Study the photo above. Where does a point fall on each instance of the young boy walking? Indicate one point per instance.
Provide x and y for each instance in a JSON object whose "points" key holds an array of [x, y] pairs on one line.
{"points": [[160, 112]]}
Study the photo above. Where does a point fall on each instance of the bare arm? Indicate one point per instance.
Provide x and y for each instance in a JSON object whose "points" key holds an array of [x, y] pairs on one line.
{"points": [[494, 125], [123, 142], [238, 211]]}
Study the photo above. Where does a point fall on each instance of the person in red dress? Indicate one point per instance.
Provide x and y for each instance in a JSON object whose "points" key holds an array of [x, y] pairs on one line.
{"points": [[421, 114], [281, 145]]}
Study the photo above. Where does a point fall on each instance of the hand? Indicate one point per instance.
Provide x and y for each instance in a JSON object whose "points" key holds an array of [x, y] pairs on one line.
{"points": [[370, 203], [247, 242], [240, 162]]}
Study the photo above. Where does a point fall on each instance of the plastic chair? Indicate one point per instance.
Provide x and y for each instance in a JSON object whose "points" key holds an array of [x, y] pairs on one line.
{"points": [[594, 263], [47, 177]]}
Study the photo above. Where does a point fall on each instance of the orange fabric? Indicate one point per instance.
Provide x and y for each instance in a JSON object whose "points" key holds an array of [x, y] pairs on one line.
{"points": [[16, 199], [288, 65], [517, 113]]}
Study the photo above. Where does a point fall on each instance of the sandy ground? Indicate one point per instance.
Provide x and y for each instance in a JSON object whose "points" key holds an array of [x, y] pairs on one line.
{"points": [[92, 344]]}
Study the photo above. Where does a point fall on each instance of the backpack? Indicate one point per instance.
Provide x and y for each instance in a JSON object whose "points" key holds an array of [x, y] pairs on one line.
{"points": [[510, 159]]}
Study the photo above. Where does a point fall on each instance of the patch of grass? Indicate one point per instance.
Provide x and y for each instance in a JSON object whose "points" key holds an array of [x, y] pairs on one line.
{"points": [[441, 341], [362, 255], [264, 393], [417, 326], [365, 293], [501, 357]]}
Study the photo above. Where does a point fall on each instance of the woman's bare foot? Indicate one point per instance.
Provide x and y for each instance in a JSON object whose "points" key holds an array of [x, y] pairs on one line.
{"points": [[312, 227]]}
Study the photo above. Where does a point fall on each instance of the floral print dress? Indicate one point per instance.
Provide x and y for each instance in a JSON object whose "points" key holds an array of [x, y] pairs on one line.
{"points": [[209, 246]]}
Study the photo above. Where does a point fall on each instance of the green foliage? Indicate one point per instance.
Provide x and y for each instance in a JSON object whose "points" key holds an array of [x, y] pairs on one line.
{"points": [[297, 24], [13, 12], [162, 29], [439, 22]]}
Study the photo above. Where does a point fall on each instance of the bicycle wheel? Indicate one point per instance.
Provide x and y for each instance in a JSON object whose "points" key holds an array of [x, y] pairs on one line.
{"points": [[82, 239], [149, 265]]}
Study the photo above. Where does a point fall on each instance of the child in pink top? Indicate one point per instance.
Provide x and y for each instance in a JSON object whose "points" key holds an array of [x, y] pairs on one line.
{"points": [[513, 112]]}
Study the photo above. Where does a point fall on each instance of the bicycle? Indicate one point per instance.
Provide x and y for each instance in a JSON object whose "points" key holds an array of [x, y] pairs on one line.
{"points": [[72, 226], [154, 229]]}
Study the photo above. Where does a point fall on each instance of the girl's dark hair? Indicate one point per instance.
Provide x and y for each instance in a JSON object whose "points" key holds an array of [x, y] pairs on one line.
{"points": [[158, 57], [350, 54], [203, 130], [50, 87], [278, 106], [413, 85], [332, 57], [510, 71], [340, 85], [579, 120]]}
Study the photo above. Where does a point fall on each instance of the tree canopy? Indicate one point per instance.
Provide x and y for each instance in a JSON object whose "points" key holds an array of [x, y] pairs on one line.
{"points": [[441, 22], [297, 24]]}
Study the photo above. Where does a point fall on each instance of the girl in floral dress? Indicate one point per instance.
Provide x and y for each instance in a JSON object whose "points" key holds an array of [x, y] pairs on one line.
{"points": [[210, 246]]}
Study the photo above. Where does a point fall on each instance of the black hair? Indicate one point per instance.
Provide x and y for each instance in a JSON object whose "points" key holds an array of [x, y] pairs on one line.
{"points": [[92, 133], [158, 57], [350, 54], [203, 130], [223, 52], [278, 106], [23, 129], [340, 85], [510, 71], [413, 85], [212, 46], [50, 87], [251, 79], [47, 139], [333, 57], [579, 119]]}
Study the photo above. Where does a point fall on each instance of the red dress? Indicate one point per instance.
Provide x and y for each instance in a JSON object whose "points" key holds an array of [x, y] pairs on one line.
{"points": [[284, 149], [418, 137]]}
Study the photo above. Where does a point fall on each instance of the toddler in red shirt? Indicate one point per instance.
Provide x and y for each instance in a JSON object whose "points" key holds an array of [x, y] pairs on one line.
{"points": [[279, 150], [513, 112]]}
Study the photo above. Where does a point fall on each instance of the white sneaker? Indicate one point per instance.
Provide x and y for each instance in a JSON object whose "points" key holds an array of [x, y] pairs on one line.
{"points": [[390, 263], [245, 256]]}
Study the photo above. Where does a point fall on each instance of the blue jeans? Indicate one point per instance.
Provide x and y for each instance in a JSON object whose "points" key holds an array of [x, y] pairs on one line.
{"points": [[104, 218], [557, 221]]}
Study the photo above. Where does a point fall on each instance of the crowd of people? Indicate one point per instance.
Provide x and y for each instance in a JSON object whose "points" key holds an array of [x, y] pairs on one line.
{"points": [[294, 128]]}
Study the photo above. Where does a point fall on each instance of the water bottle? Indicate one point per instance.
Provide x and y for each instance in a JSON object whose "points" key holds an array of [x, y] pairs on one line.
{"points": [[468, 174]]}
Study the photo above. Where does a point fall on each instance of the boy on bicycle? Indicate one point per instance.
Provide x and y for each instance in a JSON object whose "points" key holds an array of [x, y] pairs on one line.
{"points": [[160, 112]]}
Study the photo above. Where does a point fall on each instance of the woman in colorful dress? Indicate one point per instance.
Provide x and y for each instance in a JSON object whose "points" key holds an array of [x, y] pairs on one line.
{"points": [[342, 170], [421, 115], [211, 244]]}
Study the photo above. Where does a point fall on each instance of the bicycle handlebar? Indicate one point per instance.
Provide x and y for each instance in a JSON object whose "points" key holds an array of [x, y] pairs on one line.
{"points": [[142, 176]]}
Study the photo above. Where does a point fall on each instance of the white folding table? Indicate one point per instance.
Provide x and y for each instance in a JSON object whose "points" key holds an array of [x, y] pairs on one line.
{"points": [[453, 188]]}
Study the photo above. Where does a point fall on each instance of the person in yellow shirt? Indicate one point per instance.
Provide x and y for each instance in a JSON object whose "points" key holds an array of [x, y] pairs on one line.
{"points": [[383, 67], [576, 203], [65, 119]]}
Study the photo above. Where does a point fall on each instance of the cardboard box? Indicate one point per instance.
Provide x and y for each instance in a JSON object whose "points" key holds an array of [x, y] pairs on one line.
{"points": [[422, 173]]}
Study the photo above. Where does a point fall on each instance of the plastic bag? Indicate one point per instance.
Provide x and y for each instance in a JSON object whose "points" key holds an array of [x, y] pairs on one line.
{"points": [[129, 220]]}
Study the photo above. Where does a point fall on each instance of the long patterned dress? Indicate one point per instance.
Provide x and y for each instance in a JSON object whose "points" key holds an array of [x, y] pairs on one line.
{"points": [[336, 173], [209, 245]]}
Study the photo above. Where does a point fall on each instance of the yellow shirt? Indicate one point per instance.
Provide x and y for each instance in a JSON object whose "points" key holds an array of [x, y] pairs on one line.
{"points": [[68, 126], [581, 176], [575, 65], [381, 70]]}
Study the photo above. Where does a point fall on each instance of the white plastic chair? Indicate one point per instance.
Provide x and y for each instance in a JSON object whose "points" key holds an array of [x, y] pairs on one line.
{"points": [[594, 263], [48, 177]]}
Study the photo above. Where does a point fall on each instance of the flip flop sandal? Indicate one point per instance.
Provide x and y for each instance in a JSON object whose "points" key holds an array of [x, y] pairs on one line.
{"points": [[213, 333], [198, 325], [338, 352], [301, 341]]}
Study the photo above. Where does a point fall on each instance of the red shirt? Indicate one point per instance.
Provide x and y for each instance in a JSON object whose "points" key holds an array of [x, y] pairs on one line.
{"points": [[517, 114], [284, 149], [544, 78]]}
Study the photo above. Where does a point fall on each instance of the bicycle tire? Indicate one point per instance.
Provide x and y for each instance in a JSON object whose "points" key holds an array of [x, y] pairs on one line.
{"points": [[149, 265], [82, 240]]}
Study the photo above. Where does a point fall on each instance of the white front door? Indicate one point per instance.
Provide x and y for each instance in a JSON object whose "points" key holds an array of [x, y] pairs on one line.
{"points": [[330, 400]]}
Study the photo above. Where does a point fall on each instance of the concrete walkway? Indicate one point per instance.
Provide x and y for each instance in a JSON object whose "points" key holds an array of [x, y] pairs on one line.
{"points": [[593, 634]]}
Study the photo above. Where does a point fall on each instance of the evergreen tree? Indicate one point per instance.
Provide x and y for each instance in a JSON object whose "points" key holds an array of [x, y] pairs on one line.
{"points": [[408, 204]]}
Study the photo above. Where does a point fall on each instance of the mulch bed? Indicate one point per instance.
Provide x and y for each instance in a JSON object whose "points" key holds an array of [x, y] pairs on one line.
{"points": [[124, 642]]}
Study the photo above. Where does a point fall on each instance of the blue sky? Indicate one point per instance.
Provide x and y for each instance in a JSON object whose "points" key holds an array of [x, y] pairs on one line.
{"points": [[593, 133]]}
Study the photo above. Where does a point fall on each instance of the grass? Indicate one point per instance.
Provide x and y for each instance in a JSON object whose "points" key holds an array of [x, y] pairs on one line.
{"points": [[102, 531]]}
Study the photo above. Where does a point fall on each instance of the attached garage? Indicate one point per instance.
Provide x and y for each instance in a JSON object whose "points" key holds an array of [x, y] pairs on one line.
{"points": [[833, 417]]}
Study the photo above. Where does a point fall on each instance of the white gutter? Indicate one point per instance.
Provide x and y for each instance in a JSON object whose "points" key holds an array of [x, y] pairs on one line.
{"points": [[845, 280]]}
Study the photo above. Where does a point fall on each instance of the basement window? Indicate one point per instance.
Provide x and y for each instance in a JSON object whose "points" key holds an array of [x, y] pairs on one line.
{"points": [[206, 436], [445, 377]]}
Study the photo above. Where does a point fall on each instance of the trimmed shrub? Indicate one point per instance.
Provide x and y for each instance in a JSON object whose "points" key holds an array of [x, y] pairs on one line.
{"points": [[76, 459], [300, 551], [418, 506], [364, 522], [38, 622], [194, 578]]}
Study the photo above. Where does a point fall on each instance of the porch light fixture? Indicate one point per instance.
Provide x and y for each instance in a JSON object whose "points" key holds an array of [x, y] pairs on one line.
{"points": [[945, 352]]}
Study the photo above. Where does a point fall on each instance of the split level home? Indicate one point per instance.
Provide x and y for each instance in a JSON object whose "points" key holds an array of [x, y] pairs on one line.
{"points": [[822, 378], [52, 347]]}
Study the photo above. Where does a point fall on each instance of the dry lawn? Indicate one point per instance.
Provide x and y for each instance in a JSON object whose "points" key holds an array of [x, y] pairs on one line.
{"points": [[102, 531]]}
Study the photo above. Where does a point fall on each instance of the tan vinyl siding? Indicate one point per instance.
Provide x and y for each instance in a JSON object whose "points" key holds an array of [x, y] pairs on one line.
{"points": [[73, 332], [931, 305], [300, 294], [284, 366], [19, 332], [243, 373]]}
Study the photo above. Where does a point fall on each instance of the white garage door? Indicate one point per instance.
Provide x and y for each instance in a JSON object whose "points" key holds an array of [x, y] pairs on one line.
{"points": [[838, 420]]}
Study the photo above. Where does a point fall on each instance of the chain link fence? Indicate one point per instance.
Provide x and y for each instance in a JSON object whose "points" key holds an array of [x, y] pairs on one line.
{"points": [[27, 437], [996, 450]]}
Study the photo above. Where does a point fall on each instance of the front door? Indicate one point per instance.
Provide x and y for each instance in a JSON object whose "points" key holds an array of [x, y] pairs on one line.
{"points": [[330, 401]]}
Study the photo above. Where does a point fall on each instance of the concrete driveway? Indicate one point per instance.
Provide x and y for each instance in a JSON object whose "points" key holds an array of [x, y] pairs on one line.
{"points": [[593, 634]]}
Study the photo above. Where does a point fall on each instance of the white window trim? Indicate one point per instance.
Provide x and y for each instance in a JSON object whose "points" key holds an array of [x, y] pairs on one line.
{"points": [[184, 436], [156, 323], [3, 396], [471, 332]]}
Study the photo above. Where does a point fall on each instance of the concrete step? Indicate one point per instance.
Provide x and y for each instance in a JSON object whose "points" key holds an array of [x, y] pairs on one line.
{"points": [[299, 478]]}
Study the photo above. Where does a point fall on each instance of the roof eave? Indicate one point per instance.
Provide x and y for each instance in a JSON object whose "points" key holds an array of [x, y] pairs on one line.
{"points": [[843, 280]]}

## Task prompt:
Print only the lines from the one with "step? Indicate one point per instance." to the end of the records, both included.

## Response:
Study the photo above. Where does a point fall on each instance of the concrete step? Indicate one point per instance.
Provide x and y for each instance in a JSON object whose "points" key holds an array of [x, y] pairs on one line.
{"points": [[299, 478]]}
Study the photo above. Where does a point fall on each instance of the roof eave? Indicate one point per instance.
Provide x and y for each instance in a JSON object whose "points" key holds an array of [x, y] pairs on one line.
{"points": [[843, 280]]}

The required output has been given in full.